◆ Selected passage:

════════════════

2) Sarah Triumphs: Sister Act (Entering Egypt) and Whip Angel Defends Sarah from Pharaoh

Genesis 12:1-20, Genesis 20:1-18

Midrash Rabbah on Genesis 12:11-14
     …Where was Sarah? He had put her in a box and locked her in it. When he came to the customs-house, he (the customs officer) demanded, “Pay the custom dues.” “I will pay,” he replied. “You carry garments in that box,” said he. “I will pay duties on garments.” “You are carrying precious stones.” “I will pay on precious stones.” “It is imperative that you open it and we see what it contains,” he insisted. As soon as he opened it the land of Egypt was irradiated with her lustre (beauty).

Midrash Rabbah on Genesis 12:15-17
     It is BECAUSE OF SARAI ABRAM’S WIFE. R. Berekiah said: Because he dared to approach the shoe of that lady. And the whole of that night Sarah lay prostrate on her face, crying, “Sovereign of the Universe! Abraham went forth [from his land] on Thine assurance, and I went forth with faith; Abraham is without this prison while I am within!” Said the Holy One, blessed be He, to her “Whatever I do, I do for thy sake, and all will say, ‘It is BECAUSE OF SARAI ABRAM’S WIFE.'” R. Berekiah said: Because he dared to approach the shoe of that lady.

════════════════

◆ Information given:
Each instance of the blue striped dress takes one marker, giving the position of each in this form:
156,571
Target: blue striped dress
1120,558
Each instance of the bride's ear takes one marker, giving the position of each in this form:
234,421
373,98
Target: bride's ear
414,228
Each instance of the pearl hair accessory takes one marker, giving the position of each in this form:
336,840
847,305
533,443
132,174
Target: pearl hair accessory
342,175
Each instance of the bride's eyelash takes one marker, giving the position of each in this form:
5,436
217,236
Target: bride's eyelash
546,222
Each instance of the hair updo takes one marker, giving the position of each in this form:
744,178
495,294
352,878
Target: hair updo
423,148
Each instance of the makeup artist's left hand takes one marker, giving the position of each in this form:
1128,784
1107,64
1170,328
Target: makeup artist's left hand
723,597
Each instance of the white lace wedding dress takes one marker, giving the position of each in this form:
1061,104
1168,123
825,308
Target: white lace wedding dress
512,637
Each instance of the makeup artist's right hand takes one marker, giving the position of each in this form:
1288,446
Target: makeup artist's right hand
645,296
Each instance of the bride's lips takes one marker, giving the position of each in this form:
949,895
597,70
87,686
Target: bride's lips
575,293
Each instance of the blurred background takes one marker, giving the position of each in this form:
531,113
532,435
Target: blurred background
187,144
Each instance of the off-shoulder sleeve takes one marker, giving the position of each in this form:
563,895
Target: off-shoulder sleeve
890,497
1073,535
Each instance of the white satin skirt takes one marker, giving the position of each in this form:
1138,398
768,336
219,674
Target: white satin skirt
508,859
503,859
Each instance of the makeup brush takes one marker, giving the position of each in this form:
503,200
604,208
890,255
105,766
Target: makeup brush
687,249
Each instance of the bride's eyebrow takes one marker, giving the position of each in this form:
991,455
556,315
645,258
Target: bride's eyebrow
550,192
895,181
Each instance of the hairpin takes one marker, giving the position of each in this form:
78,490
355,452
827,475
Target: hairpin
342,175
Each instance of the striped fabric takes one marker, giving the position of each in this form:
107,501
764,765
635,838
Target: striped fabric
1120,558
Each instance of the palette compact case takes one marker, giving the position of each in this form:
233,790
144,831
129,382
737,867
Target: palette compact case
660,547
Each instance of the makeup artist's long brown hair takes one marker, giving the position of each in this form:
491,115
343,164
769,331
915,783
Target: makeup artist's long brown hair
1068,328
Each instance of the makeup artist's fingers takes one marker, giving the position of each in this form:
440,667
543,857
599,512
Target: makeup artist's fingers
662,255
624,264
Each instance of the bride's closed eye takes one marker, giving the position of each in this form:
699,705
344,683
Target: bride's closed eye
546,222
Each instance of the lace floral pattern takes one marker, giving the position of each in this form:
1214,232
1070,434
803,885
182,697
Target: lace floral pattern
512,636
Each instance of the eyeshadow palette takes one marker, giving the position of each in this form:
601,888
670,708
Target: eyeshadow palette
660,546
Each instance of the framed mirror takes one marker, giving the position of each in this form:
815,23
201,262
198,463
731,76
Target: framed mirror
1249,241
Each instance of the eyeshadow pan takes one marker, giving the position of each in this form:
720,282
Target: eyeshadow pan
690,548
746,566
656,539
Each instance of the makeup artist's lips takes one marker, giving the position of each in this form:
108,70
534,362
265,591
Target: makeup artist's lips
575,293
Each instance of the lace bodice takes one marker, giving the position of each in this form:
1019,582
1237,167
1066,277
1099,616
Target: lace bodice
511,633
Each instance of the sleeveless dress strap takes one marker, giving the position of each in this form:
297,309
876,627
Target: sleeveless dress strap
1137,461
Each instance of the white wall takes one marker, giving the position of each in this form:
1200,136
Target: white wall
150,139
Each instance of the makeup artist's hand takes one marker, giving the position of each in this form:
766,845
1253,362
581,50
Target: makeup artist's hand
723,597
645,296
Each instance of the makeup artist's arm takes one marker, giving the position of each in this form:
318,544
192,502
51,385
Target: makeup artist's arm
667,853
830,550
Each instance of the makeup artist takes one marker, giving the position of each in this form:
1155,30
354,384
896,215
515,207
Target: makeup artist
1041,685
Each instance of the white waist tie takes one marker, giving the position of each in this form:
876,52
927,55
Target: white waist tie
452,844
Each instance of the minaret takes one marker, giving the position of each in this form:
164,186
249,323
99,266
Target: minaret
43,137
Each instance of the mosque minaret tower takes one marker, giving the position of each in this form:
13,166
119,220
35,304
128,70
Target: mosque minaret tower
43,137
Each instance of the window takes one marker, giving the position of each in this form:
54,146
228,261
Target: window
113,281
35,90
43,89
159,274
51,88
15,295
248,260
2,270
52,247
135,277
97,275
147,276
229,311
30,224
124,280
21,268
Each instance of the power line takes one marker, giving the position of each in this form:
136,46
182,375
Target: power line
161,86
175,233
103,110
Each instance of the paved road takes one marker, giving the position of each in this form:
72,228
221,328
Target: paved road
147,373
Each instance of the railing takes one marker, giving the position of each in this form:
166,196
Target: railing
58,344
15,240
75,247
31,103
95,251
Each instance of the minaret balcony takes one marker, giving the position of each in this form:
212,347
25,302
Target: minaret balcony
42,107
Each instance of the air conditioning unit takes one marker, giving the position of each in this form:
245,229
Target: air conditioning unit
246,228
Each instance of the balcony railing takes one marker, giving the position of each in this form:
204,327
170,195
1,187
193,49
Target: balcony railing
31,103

════════════════

◆ Things to do:
**1)** Reproduce the stretch of the midrash on Sarah in Egypt from "Genesis 12:1-20, Genesis" through "her lustre (beauty).".
**2)** Carry the midrash on Sarah in Egypt forward from the point where it stops.

◆ Responses by item number:
**1)**
Genesis 12:1-20, Genesis 20:1-18

Midrash Rabbah on Genesis 12:11-14
     …Where was Sarah? He had put her in a box and locked her in it. When he came to the customs-house, he (the customs officer) demanded, “Pay the custom dues.” “I will pay,” he replied. “You carry garments in that box,” said he. “I will pay duties on garments.” “You are carrying precious stones.” “I will pay on precious stones.” “It is imperative that you open it and we see what it contains,” he insisted. As soon as he opened it the land of Egypt was irradiated with her lustre (beauty).

**2)**
     R. Levi said: The whole of that night an angel stood with a whip in his hand; when she ordered, “Strike,” he struck, and when she ordered, “Desist,” he desisted. And why such severity? Because she told him [Pharaoh], “I am a married woman,” yet he would not leave her. R. Leazar said (the same was also taught in the name of R. Liezer b. Jacob): We know that Pharaoh was smitten with leprosy and Abimelech with the closing up [of the orifices]: how do we know that what is said here is to be applied there, and vice versa? Because “for the sake of” occurs in both places, that an analogy may be drawn.

3) Sarah Despairs: Abraham Taking Hagar and Sarah’s Despair

Genesis 16:1-16

4) Sarah Laughs: Go Fetch and Sarah Laughs

Genesis 18:1-16

5) Sarah Triumphs: Hagar is Expelled and Hagar and Ishmael are Expelled

Genesis 16:5-16, Genesis 21:9-21

Ramban’s Commentary on Genesis 16:6
     “And Sarah dealt harshly with her, and she fled from before her face.”
Our mother did transgress by this affliction, and Abraham also by his permitting her to do so. And so, God heard her [Hagar’s] affliction and gave her a son who would be a wild ass of a man, to afflict the seed of Abraham and Sarah with all kinds of afflictions.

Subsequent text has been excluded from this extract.